▶ _Lista de tareas_:
1 > Indica en qué fecha acudió Bobby Fisher al programa de Johnny Carson según el texto sobre el ajedrez.
2 > Reproduce sin cambios el fragmento del texto sobre el ajedrez que va desde "De hecho, el" hasta "ese mismo programa.", ambos incluidos.

▶ _Sección del texto_:

Brillante, señor Gonzo.

El ajedrez es fascinante, toda una metáfora del mundo.

De hecho, el tablero es como un pequeño mundo perfecto donde los más inteligenets ganan y las reglas se respetan.

Cifras, estadísticas, proyecciones de probabilidades, números... Y un poco de humanidad, el factor sorpresa, la creatividad, incluso la suerte.

Decía Bobby Fisher que "el ajedrez es la vida". Yo diría que una partida con Bobby Fisher no debía ser una cuestión de vida o muerte, sino mucho más que simplemente eso.

¿Sabía usted que Bobby Fisher y Alfredo Landa tienen algo en común?

Landa trabajó en la película "Sinatra" (1988), junto a Ana Obregón.

Tres años antes, Anita Siliconas estuvo, no me pregunte por qué, en el show de Johnny Carson ("The Tonight Show Starring Johnny Carson" , concretamente el 17 de diciembre de 1985.

Y Bobby checkmate Fisher acudió el 8 de noviembre de 1972 a ese mismo programa.

Conexiones.

Números.

Estadísticas...

Brillante, señor Gonzo. Sus textos brillan como el reflejo de los focos del Palacio de Deportes de Rejkiavik aquella tarde, focos que se reflejaban en la superficie pulida del tablero. Seguro que la sombra de Fisher ensombrecía la mitad de los escaques.

Gonzalo Visedo dijo...

Pues muchas gracias, me alegra que le molen a alguien las historias... Iba a publicar otra, que también tenía relación con los juegos, pero la muerte de Fisher me hizo recapacitar... Siempre me llamó la atención su figura, pese a que en el trato cercano debía ser ejecutable... Y peculiar la relación de Anita Obregón y fisher... Yo tb tengo algo que ver con ella, todavía guardo un fotogramas donde salen anunciando semejante film, con Landa de prota... Por cierto, Landa hace los mejores dry martinis del mundo...Por qué lo sé... Pues porque los he tomado, hechos por él... de ahí mi conexión con la Obregón, y tb con Fisher.

▶ _Datos proporcionados_:
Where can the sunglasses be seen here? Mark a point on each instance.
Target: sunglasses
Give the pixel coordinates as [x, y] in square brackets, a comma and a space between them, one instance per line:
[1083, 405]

▶ _Respuestas del ejercicio_:
1 > El 8 de noviembre de 1972.

2 >
De hecho, el tablero es como un pequeño mundo perfecto donde los más inteligenets ganan y las reglas se respetan.

Cifras, estadísticas, proyecciones de probabilidades, números... Y un poco de humanidad, el factor sorpresa, la creatividad, incluso la suerte.

Decía Bobby Fisher que "el ajedrez es la vida". Yo diría que una partida con Bobby Fisher no debía ser una cuestión de vida o muerte, sino mucho más que simplemente eso.

¿Sabía usted que Bobby Fisher y Alfredo Landa tienen algo en común?

Landa trabajó en la película "Sinatra" (1988), junto a Ana Obregón.

Tres años antes, Anita Siliconas estuvo, no me pregunte por qué, en el show de Johnny Carson ("The Tonight Show Starring Johnny Carson" , concretamente el 17 de diciembre de 1985.

Y Bobby checkmate Fisher acudió el 8 de noviembre de 1972 a ese mismo programa.